(GOAL):
Copy everything from "- Does Qubes" down to "enabled in UEFI?" in the black-screen troubleshooting post below, word for word.

As for the black screen,
- It sounds a lot like a graphic driver issue, did Qubes 4 work on previous versions?
- Does Qubes 3.2. work on this machine?
- Does other Linux/kernel's work on this machine?
- Did you check and make sure settings are correct in UEFI? Sometimes unobvious settings, even graphic settings in UEFI, can cause boot issues for Qubes.
- Did you try change between UEFI/EFI and LegacyBIOS/Grub boot?'
- Does your laptop support Qubes minimum specifications? Do you get a lack of hardware-support warning during early Qubes install? Do you have virtualization on your Intel or AMD CPU/Motherboard? Is it enabled in UEFI?

If the graphic driver is bad, then you can try change it in Grub menu (assuming you installed with Grub, which makes this easier to fix). As for which driver to change into, I'm not sure, but there are people around here far, far more knowledgable than I, so maybe wait for those and hope someone will post. You can also find a lot of graphic boot fixes in other Linux discussions, try google it up. If this is the fault, then it's not uniquely a Qubes issue, and you can find a lot of topics on this on the internet. Meanwhile I can offer some other work-arounds you can try.

(RECORDED INFORMATION):
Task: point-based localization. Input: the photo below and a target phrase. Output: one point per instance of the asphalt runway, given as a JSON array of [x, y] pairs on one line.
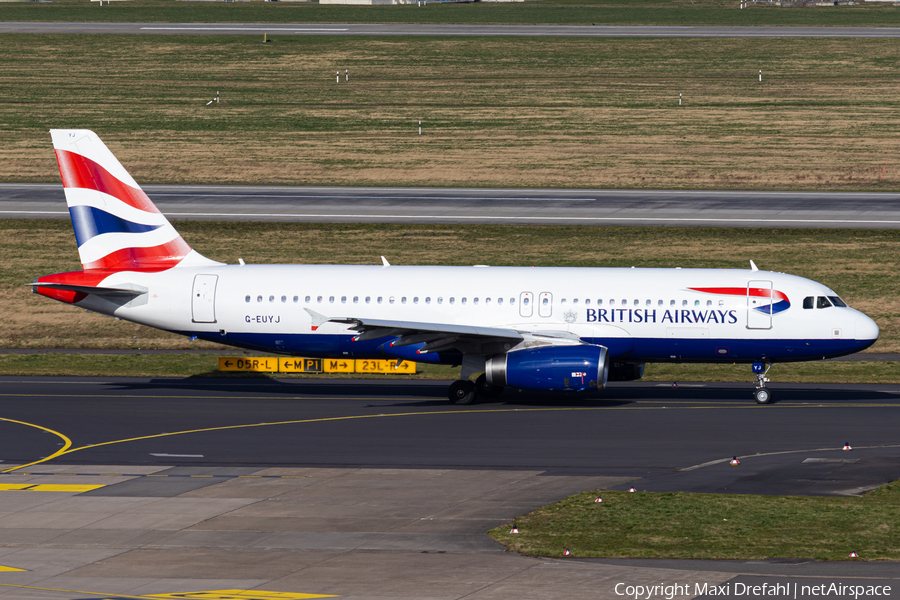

(EXERCISE OUTPUT):
- Does Qubes 3.2. work on this machine?
- Does other Linux/kernel's work on this machine?
- Did you check and make sure settings are correct in UEFI? Sometimes unobvious settings, even graphic settings in UEFI, can cause boot issues for Qubes.
- Did you try change between UEFI/EFI and LegacyBIOS/Grub boot?'
- Does your laptop support Qubes minimum specifications? Do you get a lack of hardware-support warning during early Qubes install? Do you have virtualization on your Intel or AMD CPU/Motherboard? Is it enabled in UEFI?